----- Source excerpt -----

In this design, the high level synthesis tool infers computational blocks with considerable latency cost for standard floating-point. In the case of floating-point multiplication [Fig. 5(c)], the synthesis infers a hardware block with a latency cost of 5 clock cycles; theoretically, this block would handle exponents addition, mantissas multiplication, and mantissa correction when needed. Moreover, in the case of floating-point addition [Fig. 5(d)], the synthesis infers a hardware block with a latency cost of 9 clock cycles; theoretically, this block would handle mantissas alignment, addition, and correction if necessary. Therefore, the use of standard floating-point in high-level synthesis results in a high computational cost that can be enhanced by a custom design.

# 2) Dot-product using custom floating-point and logarithmic computation

The hardware module to calculate dot-product using custom floating-point computation is shown in Fig. 6. In this design,  $h_{\mu}$  uses standard floating-point number representation, and W(s) uses a positive custom floating-point number representation where the exponent and mantissa bit width are design parameters. A slight modification in this design yields a hardware module which computes the dot-product using logarithmic computation, this is shown in Fig. 7. In this design, W(s) uses a logarithmic number representation where the exponent bit width is a design parameter.



FIGURE 5. Dot-product hardware module using standard floating-point computation. (a) Illustrates the iteration interval of 10 clock cycles. (b) Illustrates the iteration latency of 19 clock cycles. (c) Illustrates the element-wise multiplication block in dark-gray. (d) Illustrates the accumulation block in light-gray.

The computation of these designs work in three phases: *Computation, Threshold-test*, and *Result normalization*.

# • Phase I, *Computation*:

In this phase, it is calculated the magnitude of the dot-product in a denormalized representation. This is done in two iterative steps: *element-wise multiplication* and *accumulation*. Where *element-wise multiplication* is executed either in custom floating-point or logarithmic computation described below.

- Element-wise multiplication.
  - Custom floating-point. As shown in **Fig.** 6(c) in dark-gray, the element-wise multiplication is obtained by adding the exponents and multiplying the mantissa of both W(s|i) and  $h_{\mu}(i)$ . If the mantissa multiplication results in an overflow, then it is corrected by increasing the exponent and shifting the resulting mantissa by one position to the right. Then we have  $h_{\mu}(j)W(s_t|j)$  as an intermediate result which is stored for future reuse on the neuron update calculation. In this design the element-wise multiplication has a latency of 5 clock cycles.

----- Information shown -----

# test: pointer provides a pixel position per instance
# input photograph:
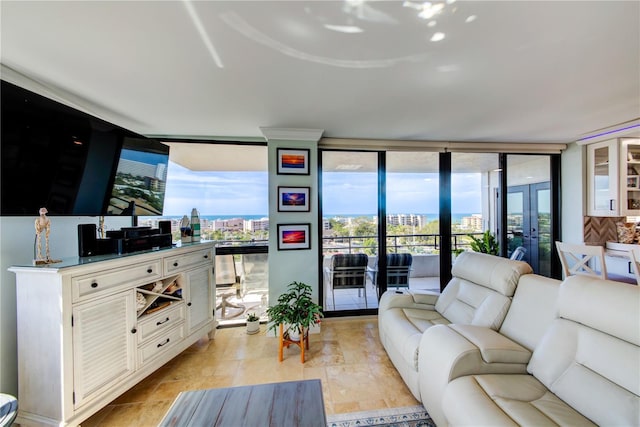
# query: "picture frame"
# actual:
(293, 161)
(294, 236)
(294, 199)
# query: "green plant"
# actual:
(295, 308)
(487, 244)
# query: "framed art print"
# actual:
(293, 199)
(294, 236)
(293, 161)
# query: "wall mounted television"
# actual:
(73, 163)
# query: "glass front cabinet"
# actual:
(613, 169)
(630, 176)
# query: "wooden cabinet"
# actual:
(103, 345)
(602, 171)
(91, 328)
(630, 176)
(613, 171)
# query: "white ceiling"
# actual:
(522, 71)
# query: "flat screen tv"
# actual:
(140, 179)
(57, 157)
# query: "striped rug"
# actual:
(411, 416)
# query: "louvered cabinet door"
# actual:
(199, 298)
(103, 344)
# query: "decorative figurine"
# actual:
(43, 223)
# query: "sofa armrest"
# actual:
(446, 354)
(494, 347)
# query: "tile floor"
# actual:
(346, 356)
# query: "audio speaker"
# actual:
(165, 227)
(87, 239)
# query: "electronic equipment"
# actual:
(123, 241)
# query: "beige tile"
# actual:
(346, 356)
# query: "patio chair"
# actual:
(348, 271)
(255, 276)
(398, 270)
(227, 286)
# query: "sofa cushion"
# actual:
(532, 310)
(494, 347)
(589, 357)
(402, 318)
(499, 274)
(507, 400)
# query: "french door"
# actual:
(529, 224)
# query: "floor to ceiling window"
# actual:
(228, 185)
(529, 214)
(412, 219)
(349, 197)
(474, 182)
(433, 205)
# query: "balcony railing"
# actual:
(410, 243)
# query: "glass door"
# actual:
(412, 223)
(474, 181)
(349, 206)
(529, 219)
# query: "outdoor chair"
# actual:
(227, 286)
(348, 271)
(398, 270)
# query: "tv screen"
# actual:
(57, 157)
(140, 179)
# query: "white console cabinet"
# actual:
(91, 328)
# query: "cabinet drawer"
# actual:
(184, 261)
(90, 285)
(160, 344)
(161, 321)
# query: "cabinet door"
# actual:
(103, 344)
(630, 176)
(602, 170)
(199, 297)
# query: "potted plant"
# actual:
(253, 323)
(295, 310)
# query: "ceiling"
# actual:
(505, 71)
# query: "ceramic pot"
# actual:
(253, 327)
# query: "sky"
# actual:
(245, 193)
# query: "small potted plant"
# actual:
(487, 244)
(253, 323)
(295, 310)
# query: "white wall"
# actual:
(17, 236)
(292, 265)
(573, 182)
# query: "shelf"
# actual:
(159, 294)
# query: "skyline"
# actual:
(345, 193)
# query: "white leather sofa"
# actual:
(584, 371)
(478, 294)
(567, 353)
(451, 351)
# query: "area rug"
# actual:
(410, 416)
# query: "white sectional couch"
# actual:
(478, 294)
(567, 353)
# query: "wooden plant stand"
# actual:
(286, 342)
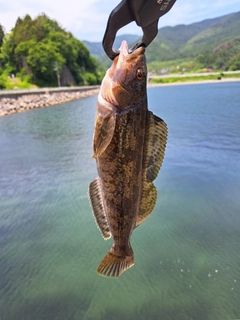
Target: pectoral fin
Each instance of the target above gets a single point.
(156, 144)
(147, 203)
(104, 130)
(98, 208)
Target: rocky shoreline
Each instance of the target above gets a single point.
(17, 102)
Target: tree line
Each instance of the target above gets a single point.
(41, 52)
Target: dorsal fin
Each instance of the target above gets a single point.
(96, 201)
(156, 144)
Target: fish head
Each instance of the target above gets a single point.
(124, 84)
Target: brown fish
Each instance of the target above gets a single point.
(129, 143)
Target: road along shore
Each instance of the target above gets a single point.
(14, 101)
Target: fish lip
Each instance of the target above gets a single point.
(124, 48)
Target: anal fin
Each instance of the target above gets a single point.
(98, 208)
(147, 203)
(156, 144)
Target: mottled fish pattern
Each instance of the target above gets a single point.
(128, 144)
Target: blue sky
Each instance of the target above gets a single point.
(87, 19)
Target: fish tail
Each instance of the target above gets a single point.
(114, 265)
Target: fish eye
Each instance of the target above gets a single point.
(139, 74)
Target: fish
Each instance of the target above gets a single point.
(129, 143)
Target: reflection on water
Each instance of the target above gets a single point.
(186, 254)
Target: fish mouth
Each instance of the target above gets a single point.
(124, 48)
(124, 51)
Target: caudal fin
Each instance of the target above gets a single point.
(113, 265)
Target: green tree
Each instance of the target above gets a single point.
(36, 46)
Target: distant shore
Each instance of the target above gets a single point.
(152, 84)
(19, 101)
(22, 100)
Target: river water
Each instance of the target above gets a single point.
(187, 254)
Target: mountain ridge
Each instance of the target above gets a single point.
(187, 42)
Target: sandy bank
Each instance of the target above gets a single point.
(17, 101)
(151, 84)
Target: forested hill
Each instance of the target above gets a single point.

-----

__Complete the following__
(1) In the dot-product hardware excerpt, what latency does the synthesis tool infer for the standard floating-point addition block?
(2) Say whether each statement agrees with the dot-product hardware excerpt, giving yes or no and quoting the deciding words: (a) The custom floating-point element-wise multiplication has a latency of 5 clock cycles. (b) In the logarithmic design, W(s) uses a standard floating-point representation. (c) The computation of these designs works in four phases.
(3) Please write out the part of the dot-product hardware excerpt that opens with the words containing "FIGURE 5. Dot-product" and closes with "block in light-gray.", swapping "iteration latency" for "pipeline depth".
The data is not needed here.

__Outputs__
(1) 9 clock cycles.

(2)
(a) Yes: "In this design the element-wise multiplication has a latency of 5 clock cycles."
(b) No: "W(s) uses a logarithmic number representation where the exponent bit width is a design parameter."
(c) No: "The computation of these designs work in three phases"

(3)
FIGURE 5. Dot-product hardware module using standard floating-point computation. (a) Illustrates the iteration interval of 10 clock cycles. (b) Illustrates the pipeline depth of 19 clock cycles. (c) Illustrates the element-wise multiplication block in dark-gray. (d) Illustrates the accumulation block in light-gray.